Texto del documento =
=-=-=-=-=

Scott, por su parte, resultaba mucho menos impresionante. Le habían presentado ante la gente de la zona como un ingeniero de Londres y, con su sombrero de bombín orgullosamente colocado sobre la cabeza, vestía con un grado de estilo más que presentable lo que, no obstante, no conseguía eliminar una cierta impresión de tosquedad. Había algo imponderable en el señor Scott que hacía que todos los que se cruzaban con él durante su viaje no supieran muy bien qué pensar de él. Quizá fuera la escasa soltura con la que se movía por los amplios espacios que rodeaban Ardlamont; su bigote, ligeramente desgreñado o la forma en la que arrastraba la h al hablar. Fuera lo que fuera, no parecía adecuarse a la imagen típicamente asociada con un caballero.
La señora Monson, sus tres hijos pequeños y la institutriz habían dejado Ardlamont en barco, con dirección a Glasgow, esa misma mañana temprano. Los tres hombres se habían levantado poco después, a pesar de las peripecias de la noche anterior. Una aventura de pesca nocturna en la bahía de Ardlamont había estado cerca de acabar en tragedia cuando la barca que Monson y Hambrough habían tomado empezó a hacer agua. Los dos hombres se vieron obligados a nadar para salvar la vida. Y sin embargo, a pesar del peligro que habían corrido, y junto a Scott, que había permanecido en la orilla, volvieron a casa de muy buen humor y brindaron por su regreso sanos y salvos hasta bien entrada la noche.
Cuando Wright, el mayordomo, se levantó poco después de las siete, se encontró a Hambrough en el comedor y le sirvió un vaso de leche con pastas. Poco después, Monson, Hambrough y Scott salieron a practicar algo de deporte matutino. Tomaron el camino que discurría junto a la casa, cruzaron un terreno elevado y, desde ahí, llegaron al bosque colindante. Iban separados y en hilera, como si tuvieran intención de hacer una batida de conejos.
En torno a las nueve de la mañana, Wright se encontró con Monson y Scott ya de vuelta en casa, de pie en el comedor. Ninguno de los dos tenía con ellos sus armas, pero Scott cargaba con varios conejos que, por lo que dijo, había cazado Hambrough. Entonces Monson le dijo a Wright que su joven acompañante también se había disparado a sí mismo. «¿En el brazo, señor?», quiso saber el mayordomo, nervioso. La respuesta fue no. En la cabeza. Por lo que explicó Monson, estaba en el bosque, tendido, muerto.

=-=-=-=-=

Datos disponibles =
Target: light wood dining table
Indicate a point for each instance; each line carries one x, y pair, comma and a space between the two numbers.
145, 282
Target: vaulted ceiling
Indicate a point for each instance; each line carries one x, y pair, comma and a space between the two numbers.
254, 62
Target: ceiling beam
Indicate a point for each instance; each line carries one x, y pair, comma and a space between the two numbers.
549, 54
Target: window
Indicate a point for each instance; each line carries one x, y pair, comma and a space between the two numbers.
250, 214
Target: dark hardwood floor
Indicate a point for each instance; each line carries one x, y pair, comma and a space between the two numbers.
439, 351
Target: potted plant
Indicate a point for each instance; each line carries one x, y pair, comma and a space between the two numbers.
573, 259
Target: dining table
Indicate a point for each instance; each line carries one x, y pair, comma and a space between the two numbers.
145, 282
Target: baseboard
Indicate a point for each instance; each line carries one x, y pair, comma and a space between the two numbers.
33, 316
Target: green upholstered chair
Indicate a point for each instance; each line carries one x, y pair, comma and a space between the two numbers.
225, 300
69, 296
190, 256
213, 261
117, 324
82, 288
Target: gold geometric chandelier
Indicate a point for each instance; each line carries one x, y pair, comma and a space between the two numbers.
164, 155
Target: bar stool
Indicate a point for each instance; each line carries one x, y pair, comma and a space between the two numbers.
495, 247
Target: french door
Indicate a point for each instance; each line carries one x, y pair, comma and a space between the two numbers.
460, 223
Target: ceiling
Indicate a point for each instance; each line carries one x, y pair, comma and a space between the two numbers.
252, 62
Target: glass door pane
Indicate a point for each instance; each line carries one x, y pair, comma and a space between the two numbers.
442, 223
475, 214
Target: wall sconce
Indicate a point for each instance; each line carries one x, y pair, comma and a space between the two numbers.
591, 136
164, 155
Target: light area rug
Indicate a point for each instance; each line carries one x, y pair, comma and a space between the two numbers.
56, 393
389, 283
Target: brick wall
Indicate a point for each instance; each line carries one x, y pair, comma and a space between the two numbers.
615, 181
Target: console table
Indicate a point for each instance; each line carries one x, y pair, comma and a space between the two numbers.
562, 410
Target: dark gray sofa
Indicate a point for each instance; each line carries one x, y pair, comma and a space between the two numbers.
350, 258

=-=-=-=-=

Ejercicios =
1. Enumera los rasgos que el texto sobre Ardlamont propone como posible motivo de que Scott no encajara en la imagen de un caballero.
2. Contesta estas preguntas según el texto sobre Ardlamont:
(a) ¿Cómo y hacia dónde salieron de Ardlamont la señora Monson, sus hijos y la institutriz?
(b) ¿Qué le sirvió Wright a Hambrough en el comedor?
(c) ¿Hacia qué hora encontró Wright a Monson y a Scott de vuelta en casa?
3. Imprime el fragmento del texto sobre Ardlamont que empieza con "La señora Monson, sus" y continúa hasta "entrada la noche.".

Soluciones =
1.
- La escasa soltura con la que se movía por los amplios espacios que rodeaban Ardlamont
- Su bigote, ligeramente desgreñado
- La forma en la que arrastraba la h al hablar

2.
(a) En barco, con dirección a Glasgow.
(b) Un vaso de leche con pastas.
(c) En torno a las nueve de la mañana.

3.
La señora Monson, sus tres hijos pequeños y la institutriz habían dejado Ardlamont en barco, con dirección a Glasgow, esa misma mañana temprano. Los tres hombres se habían levantado poco después, a pesar de las peripecias de la noche anterior. Una aventura de pesca nocturna en la bahía de Ardlamont había estado cerca de acabar en tragedia cuando la barca que Monson y Hambrough habían tomado empezó a hacer agua. Los dos hombres se vieron obligados a nadar para salvar la vida. Y sin embargo, a pesar del peligro que habían corrido, y junto a Scott, que había permanecido en la orilla, volvieron a casa de muy buen humor y brindaron por su regreso sanos y salvos hasta bien entrada la noche.